# Records provided

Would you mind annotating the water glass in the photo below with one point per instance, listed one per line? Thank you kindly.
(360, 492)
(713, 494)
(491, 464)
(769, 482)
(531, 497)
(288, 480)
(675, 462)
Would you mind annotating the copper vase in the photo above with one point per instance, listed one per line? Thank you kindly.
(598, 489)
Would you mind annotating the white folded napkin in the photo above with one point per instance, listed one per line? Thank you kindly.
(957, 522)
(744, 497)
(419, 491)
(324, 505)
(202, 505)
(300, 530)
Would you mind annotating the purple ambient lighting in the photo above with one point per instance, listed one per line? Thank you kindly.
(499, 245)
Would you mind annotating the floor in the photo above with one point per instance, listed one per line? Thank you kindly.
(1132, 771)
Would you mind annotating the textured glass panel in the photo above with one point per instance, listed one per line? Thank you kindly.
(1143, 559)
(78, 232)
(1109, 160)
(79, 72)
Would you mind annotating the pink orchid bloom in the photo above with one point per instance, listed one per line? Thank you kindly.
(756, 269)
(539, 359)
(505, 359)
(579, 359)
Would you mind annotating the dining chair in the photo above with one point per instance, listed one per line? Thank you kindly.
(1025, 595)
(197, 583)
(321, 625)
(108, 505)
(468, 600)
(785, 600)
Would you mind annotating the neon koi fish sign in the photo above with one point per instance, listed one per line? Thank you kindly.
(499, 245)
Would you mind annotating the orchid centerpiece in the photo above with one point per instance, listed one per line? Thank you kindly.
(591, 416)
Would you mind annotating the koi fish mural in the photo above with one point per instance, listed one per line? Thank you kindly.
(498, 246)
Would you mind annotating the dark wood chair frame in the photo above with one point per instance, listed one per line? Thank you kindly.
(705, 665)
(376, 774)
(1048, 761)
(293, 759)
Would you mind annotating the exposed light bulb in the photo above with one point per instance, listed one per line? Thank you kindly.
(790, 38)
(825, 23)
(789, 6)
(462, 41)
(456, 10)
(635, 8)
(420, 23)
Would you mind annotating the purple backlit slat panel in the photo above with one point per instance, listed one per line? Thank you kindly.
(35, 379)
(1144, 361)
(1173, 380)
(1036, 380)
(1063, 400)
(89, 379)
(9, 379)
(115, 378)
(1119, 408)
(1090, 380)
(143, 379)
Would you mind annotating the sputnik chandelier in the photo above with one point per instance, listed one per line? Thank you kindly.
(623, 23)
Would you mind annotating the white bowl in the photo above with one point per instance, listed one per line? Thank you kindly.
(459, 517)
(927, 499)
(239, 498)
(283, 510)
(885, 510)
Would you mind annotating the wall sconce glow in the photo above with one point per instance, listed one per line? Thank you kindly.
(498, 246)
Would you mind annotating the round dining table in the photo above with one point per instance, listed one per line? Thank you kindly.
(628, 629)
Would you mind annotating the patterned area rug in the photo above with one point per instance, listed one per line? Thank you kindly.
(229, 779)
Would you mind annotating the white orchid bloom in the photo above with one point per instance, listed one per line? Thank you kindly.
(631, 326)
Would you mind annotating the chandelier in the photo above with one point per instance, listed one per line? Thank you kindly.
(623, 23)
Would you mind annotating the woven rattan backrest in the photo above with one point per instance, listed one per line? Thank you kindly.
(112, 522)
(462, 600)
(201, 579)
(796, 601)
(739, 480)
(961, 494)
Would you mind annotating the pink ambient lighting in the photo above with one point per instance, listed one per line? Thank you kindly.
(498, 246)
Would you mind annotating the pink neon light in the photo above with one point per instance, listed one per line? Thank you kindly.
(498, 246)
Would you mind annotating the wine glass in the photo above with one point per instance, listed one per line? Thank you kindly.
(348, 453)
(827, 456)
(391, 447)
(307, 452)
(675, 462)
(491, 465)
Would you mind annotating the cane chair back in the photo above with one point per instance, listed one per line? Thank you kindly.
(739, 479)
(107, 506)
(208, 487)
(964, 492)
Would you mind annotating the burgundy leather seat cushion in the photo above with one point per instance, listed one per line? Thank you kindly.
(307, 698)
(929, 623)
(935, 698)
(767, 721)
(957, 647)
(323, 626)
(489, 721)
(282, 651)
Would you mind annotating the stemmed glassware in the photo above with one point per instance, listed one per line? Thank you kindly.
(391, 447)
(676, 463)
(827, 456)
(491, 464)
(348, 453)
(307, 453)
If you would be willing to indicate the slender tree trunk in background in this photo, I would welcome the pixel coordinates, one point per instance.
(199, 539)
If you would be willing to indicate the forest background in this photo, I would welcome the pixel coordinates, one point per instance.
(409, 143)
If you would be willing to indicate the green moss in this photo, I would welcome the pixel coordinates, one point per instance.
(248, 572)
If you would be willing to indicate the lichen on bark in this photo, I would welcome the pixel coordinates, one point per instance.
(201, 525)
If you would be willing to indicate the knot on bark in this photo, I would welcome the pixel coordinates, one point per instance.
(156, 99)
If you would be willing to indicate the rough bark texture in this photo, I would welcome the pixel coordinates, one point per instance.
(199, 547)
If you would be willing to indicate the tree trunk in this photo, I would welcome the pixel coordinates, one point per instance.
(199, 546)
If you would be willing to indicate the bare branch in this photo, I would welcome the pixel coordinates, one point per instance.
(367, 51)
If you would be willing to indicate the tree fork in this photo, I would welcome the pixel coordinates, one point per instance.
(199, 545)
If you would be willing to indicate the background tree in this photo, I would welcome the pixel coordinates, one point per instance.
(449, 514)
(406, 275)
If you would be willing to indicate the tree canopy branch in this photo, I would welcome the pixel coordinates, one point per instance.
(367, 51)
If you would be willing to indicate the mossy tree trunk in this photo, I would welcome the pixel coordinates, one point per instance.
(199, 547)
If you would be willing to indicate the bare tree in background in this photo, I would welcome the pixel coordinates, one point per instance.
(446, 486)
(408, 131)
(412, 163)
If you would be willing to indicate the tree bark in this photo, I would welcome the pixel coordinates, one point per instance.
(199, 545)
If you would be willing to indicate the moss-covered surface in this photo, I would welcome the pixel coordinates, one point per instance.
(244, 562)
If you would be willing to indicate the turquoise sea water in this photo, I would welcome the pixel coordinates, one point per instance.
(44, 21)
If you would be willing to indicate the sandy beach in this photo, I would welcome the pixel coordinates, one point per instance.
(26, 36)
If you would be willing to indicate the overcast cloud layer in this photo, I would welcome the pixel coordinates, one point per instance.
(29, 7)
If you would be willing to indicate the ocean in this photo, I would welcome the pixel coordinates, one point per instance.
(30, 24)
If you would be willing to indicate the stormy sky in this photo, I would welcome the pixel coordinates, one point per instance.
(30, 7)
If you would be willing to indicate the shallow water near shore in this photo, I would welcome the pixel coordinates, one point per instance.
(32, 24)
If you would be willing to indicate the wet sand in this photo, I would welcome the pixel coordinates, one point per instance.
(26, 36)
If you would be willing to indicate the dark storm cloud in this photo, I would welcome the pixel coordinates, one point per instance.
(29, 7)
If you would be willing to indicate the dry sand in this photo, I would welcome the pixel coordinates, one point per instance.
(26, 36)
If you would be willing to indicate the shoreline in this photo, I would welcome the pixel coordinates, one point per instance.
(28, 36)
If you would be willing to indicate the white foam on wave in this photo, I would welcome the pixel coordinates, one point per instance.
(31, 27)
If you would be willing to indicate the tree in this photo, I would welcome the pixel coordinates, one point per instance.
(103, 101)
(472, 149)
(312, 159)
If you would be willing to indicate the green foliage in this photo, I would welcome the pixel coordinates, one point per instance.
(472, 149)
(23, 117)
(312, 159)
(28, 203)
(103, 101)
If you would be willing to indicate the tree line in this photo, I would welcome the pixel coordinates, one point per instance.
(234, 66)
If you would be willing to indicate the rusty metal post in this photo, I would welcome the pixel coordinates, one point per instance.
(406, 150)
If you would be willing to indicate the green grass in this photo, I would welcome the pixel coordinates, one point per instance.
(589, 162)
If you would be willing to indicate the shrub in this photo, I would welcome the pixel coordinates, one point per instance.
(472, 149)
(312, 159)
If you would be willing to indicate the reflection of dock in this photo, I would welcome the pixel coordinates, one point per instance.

# What is required
Repeat exactly the lines starting at the line with "If you would be willing to indicate the rusty" and ending with the final line of the entries. Include nothing else.

# Task answer
If you would be willing to indicate the rusty metal post in this photo, I would welcome the pixel coordinates, one point per instance.
(406, 150)
If you would be willing to indicate the green grass in this photo, I would welcome the pixel coordinates, one point per instance.
(589, 162)
If you would be willing to indicate the shrub in this photo, I would welcome the pixel coordinates, one point per instance.
(472, 149)
(312, 159)
If you would be willing to indicate the reflection of dock in this photo, I would welcome the pixel coordinates, one point per instance.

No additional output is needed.